Ocular Injury in Cosmetic Laser Treatments of the Face

by Amy Huang, MD; Arianna Phillips, BS; Tony Adar, MD; and Andrea Hui, MD

Drs. Huang, Adar, and Hui are with the Department of Dermatology at the State University of New York Downstate Medical Center in Brooklyn, New York. Ms. Phillips and Dr. Hui are with Bay Area Cosmetic Dermatology in San Francisco, California.

Funding: No funding was provided for this article.

Disclosures: The authors have no conflicts of interest to relevant to the content of this article.

Abstract: Background. The eye is a vulnerable and commonly injured organ in cosmetic laser procedures of the face. Treatment of the eyelids and periorbital areas increases this risk, especially when ocular protection devices are not used or are removed during the procedure. A study has shown that injury from laser epilation of the periocular areas is one of the most common causes of litigation in cutaneous laser surgery.

Objective. The goal of this review is to determine the causes of ocular injury in cosmetic laser procedures and derive lessons on critical safety elements to prevent future injury.

Methods. We conducted a review of the current literature through a PubMed search on case reports of ocular injury in cosmetic laser treatments of the face. Twenty-one cases are examined. Results. In more than 62 percent of cases, ocular protection was not used or protection was used but removed during the procedure to treat areas close to the eye. However, despite the proper use of intraocular corneal shields and wavelength-specific goggles, accidents occurred in 33 percent of cases.

Conclusion. Ocular protection devices are essential to prevent most cases of laser-induced eye injury. Use of high fluence and long wavelength lasers increases the risk of ocular injury due to deeper penetration of the organ by radiation. Inadequate cooling between pulses also predisposes to injury by cosmetic lasers.

Keywords: Lasers, injury, cosmetic, safety, periorbital, eyelid, laser hair removal, resurfacing

J Clin Aesthet Dermatol. 2018;11(2):15–18


Lasers have been used in dermatology for over 50 years. Specific to cutaneous lasers, the technique of selective photothermolysis damages a specific target, such as a blood vessel, while sparing surrounding tissue. Three essential requirements must be met in cases of selective photothermolysis: 1) a wavelength that penetrates deeply enough and is preferentially absorbed by the chromophore or target, 2) an exposure duration (pulse width and pulse duration) less than or equal to the thermal relaxation time (TRT) of the target, and 3) sufficient energy (fluence) to cause irreversible damage to the target.1 In the treatment of vascular lesions, target vessel damage by heated oxyhemoglobin yields vascular injury, which includes coagulation, perivascular collagen damage, and vessel wall necrosis with minimal damage to surrounding epidermis, capillaries, and dermal tissue.2 Selective photothermolysis allows clinicians and trained aestheticians to treat pigmented and vascular lesions, perform facial resurfacing, and remove hair in select areas.
● ● ● ● ●
__EXERCISE REQUIREMENTS__. Decide whether each statement agrees with the laser eye-injury review, answering yes or no and quoting the words of the review that settle it. 1. Ocular protection was absent or removed during the procedure in more than 62 percent of cases. 2. The review examined thirty cases. 3. Short wavelength lasers raise the risk of ocular injury because they penetrate more deeply. The listing has nothing to do with the laser eye-injury review.

__ENTRIES SUPPLIED__.
● ● ● ● ●
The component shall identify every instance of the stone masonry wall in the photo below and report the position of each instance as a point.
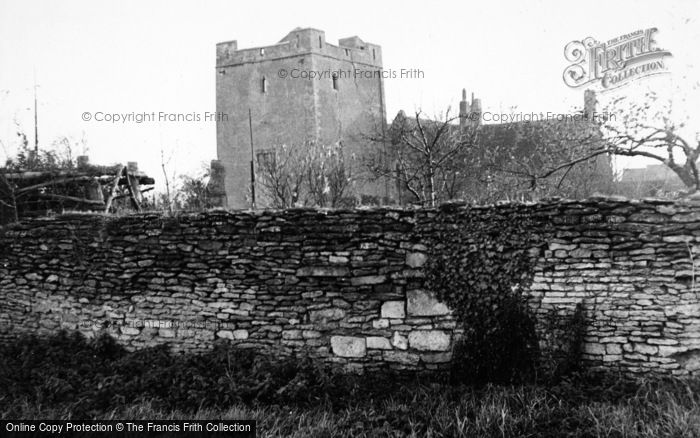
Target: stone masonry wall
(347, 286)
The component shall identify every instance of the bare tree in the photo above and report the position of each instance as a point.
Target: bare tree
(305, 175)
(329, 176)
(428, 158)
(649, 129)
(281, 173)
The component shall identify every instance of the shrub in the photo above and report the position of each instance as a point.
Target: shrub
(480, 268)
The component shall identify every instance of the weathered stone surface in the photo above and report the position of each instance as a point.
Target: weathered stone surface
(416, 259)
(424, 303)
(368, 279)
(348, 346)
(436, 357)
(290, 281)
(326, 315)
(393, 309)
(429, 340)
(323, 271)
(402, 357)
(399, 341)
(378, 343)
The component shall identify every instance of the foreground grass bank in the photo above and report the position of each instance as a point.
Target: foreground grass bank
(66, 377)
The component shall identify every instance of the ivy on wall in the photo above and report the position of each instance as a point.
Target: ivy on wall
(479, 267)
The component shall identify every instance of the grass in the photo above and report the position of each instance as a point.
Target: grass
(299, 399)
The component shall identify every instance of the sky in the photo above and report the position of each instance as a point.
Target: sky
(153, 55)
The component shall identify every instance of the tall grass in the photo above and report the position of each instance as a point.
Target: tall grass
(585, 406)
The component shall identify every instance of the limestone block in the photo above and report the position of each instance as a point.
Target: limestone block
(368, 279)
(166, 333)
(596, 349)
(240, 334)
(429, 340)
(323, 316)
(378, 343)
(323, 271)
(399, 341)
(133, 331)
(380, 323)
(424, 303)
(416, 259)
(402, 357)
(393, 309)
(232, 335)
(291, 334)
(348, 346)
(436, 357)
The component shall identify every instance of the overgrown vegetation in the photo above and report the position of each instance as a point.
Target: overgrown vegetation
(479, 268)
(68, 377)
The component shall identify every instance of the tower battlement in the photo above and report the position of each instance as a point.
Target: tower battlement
● ● ● ● ●
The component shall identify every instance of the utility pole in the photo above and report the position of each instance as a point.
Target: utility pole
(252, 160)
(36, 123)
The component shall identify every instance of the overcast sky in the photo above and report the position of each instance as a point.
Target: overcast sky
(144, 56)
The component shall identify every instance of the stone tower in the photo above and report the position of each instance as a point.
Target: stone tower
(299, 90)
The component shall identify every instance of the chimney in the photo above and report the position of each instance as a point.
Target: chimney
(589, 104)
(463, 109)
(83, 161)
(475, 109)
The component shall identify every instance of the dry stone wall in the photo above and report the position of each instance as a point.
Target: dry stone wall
● ● ● ● ●
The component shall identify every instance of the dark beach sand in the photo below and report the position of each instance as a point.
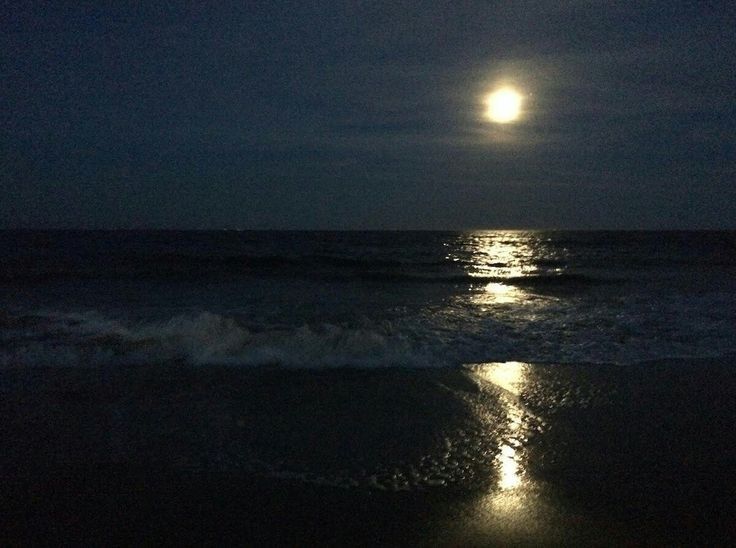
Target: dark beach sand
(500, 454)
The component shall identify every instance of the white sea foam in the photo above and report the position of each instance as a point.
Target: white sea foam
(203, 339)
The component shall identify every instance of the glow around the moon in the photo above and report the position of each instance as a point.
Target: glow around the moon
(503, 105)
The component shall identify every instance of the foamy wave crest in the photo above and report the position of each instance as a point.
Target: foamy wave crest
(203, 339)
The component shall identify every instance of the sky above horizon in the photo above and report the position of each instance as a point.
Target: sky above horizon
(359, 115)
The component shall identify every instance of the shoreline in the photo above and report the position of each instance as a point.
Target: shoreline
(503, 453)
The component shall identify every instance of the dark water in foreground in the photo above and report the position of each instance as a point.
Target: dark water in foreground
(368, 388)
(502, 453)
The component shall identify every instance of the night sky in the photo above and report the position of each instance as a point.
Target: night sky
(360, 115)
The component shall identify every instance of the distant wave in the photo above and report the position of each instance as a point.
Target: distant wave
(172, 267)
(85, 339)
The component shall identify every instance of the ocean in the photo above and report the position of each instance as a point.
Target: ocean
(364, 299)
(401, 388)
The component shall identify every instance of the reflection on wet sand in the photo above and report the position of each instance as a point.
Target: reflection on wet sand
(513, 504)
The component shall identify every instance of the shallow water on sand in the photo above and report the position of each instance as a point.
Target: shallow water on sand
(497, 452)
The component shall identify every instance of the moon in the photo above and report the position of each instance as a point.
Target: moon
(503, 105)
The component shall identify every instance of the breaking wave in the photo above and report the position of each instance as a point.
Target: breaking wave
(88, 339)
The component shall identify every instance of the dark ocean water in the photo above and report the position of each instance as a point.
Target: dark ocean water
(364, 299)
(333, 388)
● ● ● ● ●
__RESPONSE__.
1. Yes: "In more than 62 percent of cases, ocular protection was not used or protection was used but removed during the procedure to treat areas close to the eye."
2. No: "Twenty-one cases are examined."
3. No: "Use of high fluence and long wavelength lasers increases the risk of ocular injury due to deeper penetration of the organ by radiation."